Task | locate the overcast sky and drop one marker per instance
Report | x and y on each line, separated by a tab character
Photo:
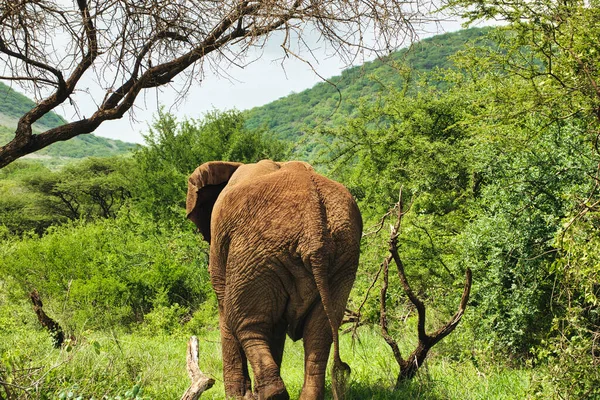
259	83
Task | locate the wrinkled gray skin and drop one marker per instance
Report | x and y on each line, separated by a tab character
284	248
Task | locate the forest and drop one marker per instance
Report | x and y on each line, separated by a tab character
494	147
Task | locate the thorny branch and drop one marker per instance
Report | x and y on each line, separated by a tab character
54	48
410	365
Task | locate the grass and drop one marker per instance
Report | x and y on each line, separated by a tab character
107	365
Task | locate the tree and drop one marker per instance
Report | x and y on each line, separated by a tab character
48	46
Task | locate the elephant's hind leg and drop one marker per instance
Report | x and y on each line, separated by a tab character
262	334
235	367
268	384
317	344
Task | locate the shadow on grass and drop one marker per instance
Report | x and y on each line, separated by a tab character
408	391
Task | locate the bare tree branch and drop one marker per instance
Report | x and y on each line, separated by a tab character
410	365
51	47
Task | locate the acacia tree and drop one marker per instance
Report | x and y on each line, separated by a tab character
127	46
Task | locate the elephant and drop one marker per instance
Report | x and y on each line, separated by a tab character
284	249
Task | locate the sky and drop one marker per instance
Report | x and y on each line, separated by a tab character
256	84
--
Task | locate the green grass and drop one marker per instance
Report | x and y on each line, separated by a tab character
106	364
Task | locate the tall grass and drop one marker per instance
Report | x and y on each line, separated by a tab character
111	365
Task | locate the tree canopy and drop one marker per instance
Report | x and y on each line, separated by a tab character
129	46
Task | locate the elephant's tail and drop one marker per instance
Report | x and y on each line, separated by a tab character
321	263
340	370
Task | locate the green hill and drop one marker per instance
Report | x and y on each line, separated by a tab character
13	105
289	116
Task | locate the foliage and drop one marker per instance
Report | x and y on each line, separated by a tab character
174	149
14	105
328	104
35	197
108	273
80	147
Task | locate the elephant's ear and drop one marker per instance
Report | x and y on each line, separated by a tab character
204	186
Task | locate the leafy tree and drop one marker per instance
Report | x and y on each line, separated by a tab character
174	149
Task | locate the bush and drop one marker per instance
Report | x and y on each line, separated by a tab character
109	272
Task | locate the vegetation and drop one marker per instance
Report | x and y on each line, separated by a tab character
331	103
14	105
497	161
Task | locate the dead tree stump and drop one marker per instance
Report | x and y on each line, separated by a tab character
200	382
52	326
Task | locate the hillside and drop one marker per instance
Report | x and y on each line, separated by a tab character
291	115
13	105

:: Your instructions ::
Pick out each line of the records that contains the word "tree" and copy those lines in full.

:: Answer for the task ::
Task | locate the tree and drop one marker per instance
Task | locate the bare tree branch and drop one marker per instance
Task | locate the acacia tree and drop one marker per instance
Task | locate the tree canopy and drop one marker per instance
Task | locate the leafy tree and drop one marker per instance
Task | locate the dead tree stump and drop one marker per instance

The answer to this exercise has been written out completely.